Dataset entries

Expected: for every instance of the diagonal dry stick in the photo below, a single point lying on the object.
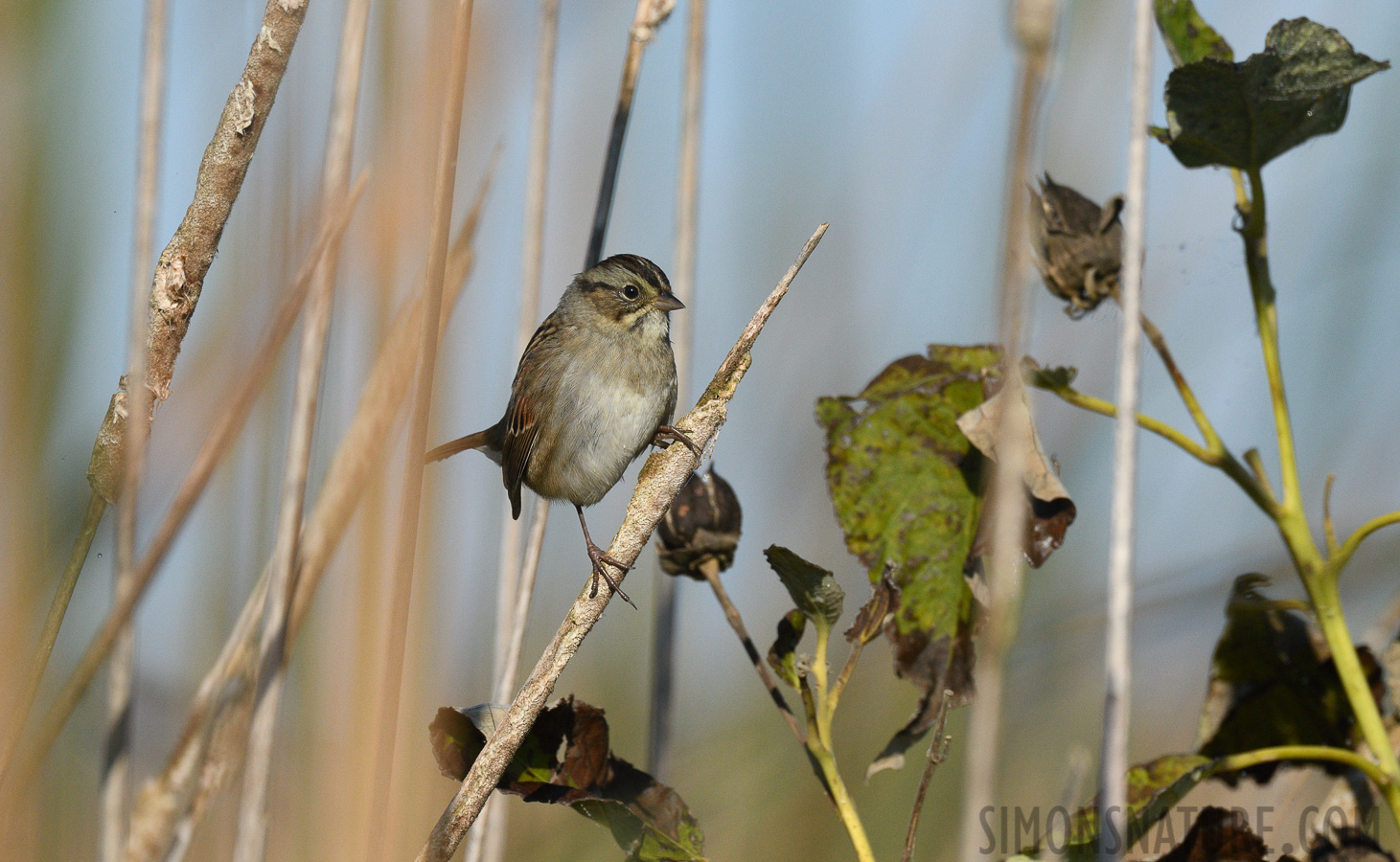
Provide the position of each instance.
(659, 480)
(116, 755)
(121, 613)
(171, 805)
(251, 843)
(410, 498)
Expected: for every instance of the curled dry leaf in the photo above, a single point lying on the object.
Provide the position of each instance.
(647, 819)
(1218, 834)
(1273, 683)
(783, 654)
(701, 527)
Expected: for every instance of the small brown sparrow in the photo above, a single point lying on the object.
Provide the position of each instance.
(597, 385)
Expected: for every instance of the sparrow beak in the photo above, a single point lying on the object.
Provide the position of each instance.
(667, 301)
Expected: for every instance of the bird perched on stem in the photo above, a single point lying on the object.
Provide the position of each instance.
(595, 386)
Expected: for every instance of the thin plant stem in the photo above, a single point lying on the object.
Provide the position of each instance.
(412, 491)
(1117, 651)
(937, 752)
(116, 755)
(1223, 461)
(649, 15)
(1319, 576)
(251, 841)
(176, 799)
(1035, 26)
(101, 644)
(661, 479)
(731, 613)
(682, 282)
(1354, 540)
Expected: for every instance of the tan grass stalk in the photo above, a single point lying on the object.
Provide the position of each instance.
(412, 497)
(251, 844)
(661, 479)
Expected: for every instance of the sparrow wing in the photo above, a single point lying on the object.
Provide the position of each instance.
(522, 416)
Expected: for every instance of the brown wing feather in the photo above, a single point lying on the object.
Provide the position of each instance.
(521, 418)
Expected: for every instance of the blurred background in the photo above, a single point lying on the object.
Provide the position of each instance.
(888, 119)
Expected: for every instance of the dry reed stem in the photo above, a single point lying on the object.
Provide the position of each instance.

Description of the task:
Repeat only the stretch of lines that opens with the line containing "Expected: for every instance of the dry" and closes with the final line of the entries, both included, exactly as written.

Exercise result:
Expected: for every instance of the dry reed stem in the photo above, a single point lying on the object.
Provide the position of each instance.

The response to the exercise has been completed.